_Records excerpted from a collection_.
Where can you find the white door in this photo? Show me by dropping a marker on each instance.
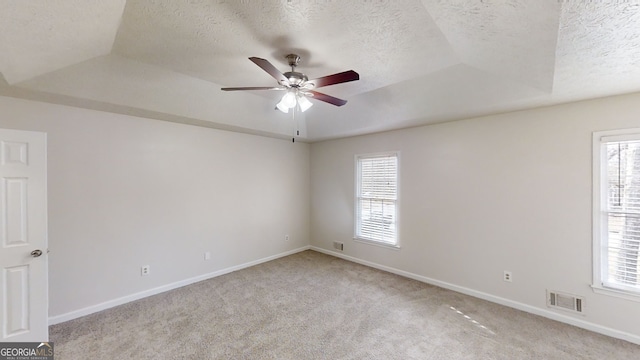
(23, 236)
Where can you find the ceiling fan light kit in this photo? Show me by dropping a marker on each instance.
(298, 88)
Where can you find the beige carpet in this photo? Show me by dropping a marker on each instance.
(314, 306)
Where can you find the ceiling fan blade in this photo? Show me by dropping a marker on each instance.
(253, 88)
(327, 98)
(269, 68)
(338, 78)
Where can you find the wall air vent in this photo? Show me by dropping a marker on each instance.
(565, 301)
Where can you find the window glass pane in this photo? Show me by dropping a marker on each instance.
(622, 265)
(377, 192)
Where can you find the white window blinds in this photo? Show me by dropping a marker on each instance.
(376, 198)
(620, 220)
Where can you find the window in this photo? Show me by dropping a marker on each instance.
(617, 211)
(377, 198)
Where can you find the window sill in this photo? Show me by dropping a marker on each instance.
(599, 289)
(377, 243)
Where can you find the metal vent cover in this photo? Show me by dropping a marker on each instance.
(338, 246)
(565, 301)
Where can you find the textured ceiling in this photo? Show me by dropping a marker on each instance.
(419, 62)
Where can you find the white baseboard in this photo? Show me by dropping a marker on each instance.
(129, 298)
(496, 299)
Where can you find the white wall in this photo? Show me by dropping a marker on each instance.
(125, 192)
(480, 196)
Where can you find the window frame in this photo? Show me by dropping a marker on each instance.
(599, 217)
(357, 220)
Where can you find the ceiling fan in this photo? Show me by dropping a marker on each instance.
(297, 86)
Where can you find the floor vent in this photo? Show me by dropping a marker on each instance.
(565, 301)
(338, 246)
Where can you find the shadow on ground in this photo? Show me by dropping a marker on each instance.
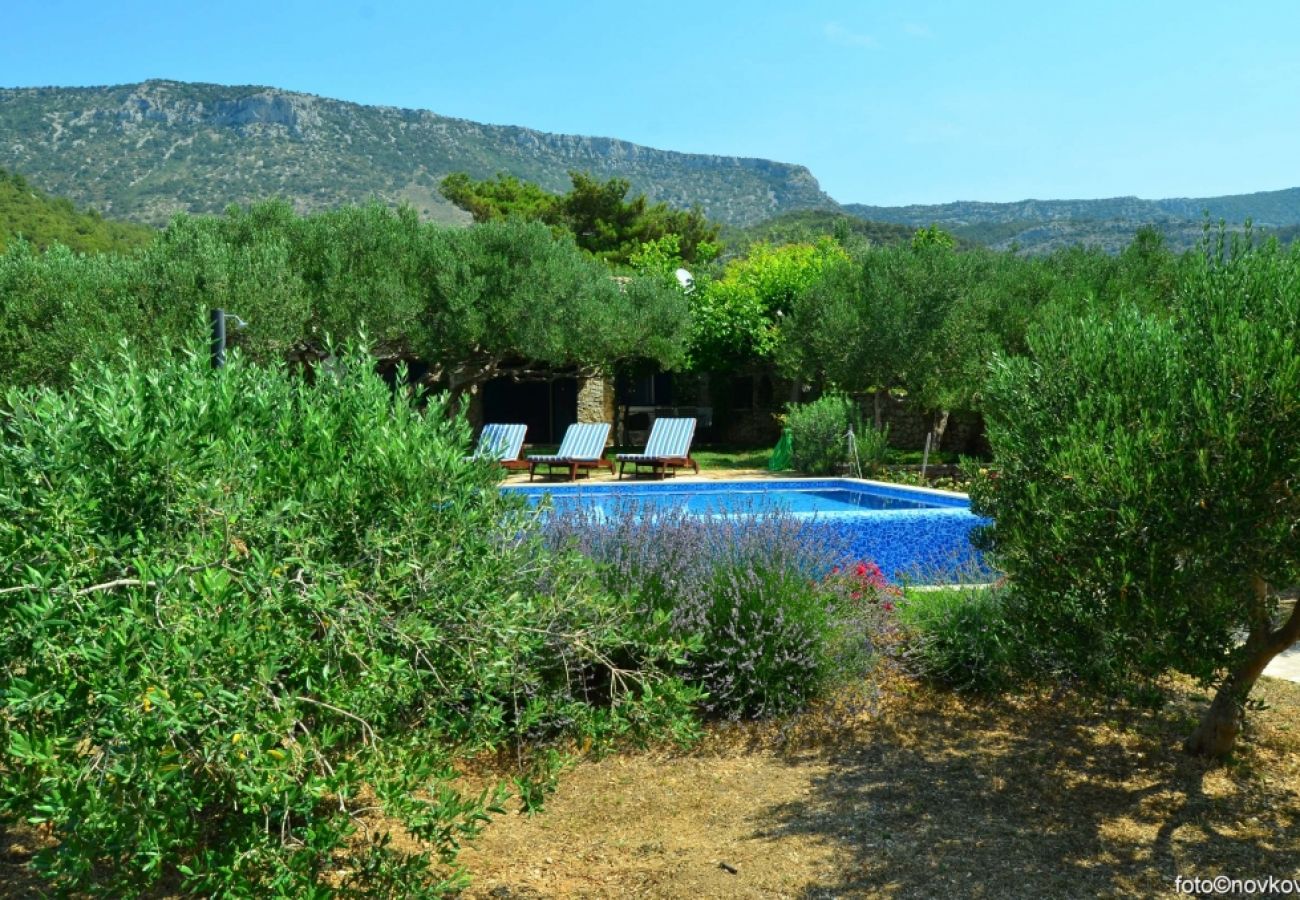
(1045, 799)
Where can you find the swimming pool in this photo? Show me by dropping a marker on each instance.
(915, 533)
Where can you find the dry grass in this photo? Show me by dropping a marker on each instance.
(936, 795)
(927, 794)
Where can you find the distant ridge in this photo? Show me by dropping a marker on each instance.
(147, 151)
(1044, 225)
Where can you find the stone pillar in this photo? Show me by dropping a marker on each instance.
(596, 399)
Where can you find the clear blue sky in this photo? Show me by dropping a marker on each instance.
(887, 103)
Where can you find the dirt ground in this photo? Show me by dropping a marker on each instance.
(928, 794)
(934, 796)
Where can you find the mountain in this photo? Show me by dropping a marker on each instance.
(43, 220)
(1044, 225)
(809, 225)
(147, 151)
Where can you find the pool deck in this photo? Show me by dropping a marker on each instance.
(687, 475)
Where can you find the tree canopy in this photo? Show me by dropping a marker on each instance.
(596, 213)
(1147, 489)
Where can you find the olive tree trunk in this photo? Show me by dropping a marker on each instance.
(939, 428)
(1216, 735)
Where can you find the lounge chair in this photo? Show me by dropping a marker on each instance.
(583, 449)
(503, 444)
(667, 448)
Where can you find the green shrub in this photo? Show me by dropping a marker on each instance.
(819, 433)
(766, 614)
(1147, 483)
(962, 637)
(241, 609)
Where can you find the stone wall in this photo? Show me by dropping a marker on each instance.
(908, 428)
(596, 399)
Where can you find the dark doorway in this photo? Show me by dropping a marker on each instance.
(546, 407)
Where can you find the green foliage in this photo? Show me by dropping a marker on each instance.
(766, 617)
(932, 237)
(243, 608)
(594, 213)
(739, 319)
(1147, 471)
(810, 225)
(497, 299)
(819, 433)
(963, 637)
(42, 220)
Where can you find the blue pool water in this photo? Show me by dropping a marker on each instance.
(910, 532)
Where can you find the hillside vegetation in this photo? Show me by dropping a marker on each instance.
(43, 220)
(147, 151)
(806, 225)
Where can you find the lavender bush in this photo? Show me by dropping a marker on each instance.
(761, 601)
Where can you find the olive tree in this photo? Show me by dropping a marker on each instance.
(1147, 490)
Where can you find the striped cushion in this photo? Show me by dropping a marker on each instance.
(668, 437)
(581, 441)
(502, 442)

_What to produce_.
Write out only those lines of the entries that lie between the line containing "Where can you find the stone wall" and the last line, inclusive, reproducing them exactly.

_Answer to the exercise_.
Where can you find the stone wall in this photo? Show me by dropping a marker on each instance.
(908, 428)
(596, 399)
Where can you find the dark doorway in this photo? Show me by dropping a marker on each instance.
(546, 407)
Where can you find the green foliage in this photo? Show me by dropping a marker on each instance.
(766, 617)
(932, 237)
(243, 608)
(594, 213)
(739, 319)
(1147, 471)
(810, 225)
(497, 299)
(819, 433)
(963, 637)
(42, 220)
Where can you find the blue pool water in this photo? Show me by dropping a marker on each instance.
(910, 532)
Where can you find the hillside vegetation in this photo? Show me by dropping a marker on each instance.
(43, 220)
(147, 151)
(806, 225)
Where can you find the lavender bush in this photo? Show me by dropping a marker on each instance.
(761, 601)
Where can you find the olive tree in this photo? Show me by dropping a marker on each instance.
(1147, 490)
Where can you find the striped cushion in this photo? Show me by dropping a marker on each instance.
(668, 437)
(581, 441)
(502, 442)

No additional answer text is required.